**YOUR INSTRUCTIONS**
Reproduce the whole listing, character for character.
╭─ LISTED ENTRIES
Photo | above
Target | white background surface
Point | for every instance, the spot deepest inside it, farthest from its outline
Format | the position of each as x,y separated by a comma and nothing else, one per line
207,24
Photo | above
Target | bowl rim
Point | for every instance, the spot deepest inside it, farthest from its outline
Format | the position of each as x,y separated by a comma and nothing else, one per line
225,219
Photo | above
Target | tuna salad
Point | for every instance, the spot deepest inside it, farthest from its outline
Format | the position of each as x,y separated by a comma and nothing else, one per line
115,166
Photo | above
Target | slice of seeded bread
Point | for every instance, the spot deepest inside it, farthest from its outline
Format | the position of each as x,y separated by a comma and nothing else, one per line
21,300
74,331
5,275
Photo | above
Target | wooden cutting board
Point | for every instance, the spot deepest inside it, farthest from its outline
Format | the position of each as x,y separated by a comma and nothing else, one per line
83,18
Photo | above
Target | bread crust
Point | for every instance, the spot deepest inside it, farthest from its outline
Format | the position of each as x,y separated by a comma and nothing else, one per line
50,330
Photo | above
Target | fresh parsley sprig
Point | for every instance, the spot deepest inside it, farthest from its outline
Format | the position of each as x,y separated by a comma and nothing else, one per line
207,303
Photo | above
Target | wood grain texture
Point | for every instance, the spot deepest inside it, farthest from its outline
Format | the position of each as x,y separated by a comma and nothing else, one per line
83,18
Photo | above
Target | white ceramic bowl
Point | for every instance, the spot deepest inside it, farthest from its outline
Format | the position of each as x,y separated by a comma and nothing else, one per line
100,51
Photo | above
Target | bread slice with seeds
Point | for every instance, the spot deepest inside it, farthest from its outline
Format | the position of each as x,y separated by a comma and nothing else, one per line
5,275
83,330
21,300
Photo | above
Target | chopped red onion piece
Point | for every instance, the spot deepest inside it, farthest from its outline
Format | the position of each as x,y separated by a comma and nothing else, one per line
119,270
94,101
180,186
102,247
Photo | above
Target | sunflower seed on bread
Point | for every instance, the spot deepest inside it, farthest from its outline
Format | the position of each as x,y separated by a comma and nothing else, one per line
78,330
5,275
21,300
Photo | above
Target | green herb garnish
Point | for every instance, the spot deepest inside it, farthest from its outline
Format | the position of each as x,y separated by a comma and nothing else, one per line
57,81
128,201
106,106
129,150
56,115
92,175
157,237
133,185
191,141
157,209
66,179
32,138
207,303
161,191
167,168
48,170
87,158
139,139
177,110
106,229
╰─
**CORRECT RESPONSE**
Photo | above
Target | white background surface
Point | for every instance, the spot deepest inside it, farthest from its outline
Format | the position of each as x,y separated by a comma and nothing else, one per line
207,24
Photo | above
Target | bowl rim
Point | for every instance, the spot deepest inside it, farthest from its outline
Format | the position of each as x,y separated by a comma and nothing else, one per line
225,219
Photo | above
Target | tuna salad
Point | for every instance, the spot deepest inside it, farthest from its outline
Format | the position of each as x,y separated by a comma and nothing else, one per line
115,166
Photo | above
Target | slice of seeded bread
Point | for every instance, the spot deepest inside it, farthest from its outline
Format | the position of each as x,y separated by a comma and nothing else, one per line
21,300
74,331
5,275
Photo | above
Target | wooden cutting board
Point | for every instance, the spot deepest inside it, farthest from its outline
Format | the position of each as x,y separated by a comma and nothing else, one per line
83,18
Photo | above
Target | bread crust
Point | for every instance, the spot deepest inside it, farthest from its outline
Format | the position of each as x,y separated by a comma and nothing else, one per line
50,330
Photo | above
Target | fresh parsley sprig
Point | for every instance, the spot deepest inside it, farthest from its outline
Format | the position of each as x,y separated by a comma and nothing else, one per line
207,303
Photo | above
Target | wood grain texture
Point | for every instance, the spot deepest inside it, farthest from its outline
Format | the position of each as x,y separated by a comma and nothing else, one per line
83,18
Photo | above
Target | white ceramic bowl
Point | for every instance, the spot deepest inside it, farthest from its outline
Format | the position of each as x,y separated by a comma and nothing else, one per line
100,51
Photo | above
Target | bread slice with seeds
Point | for every instance, the spot deepest inside it, farthest from its outline
Format | the position of each as x,y separated by a comma and nothing else, one per line
5,275
83,330
21,300
Photo | above
Target | chopped red onion piece
Point | for every instance, the spot deepest inside it, farthest from its outline
Format | the position of each as x,y separated by a comma and nothing else, one per line
119,270
94,101
180,186
102,247
Photo | above
Target | sunflower seed on bread
Point | for every instance, the spot deepest inside it, farthest from its outline
Format | the position of each as x,y separated by a comma and nothing else, one per line
78,330
5,275
21,300
Photo | above
Target | green herb garnish
Point | for every instance, the spot deepest inside it, farthest from its outline
Format | the position of each as x,y separated by a comma and nothing else, one per line
57,81
128,201
106,106
129,150
56,115
92,175
157,237
133,185
191,141
157,209
66,179
32,138
207,303
161,191
167,168
48,170
87,158
139,139
177,110
106,229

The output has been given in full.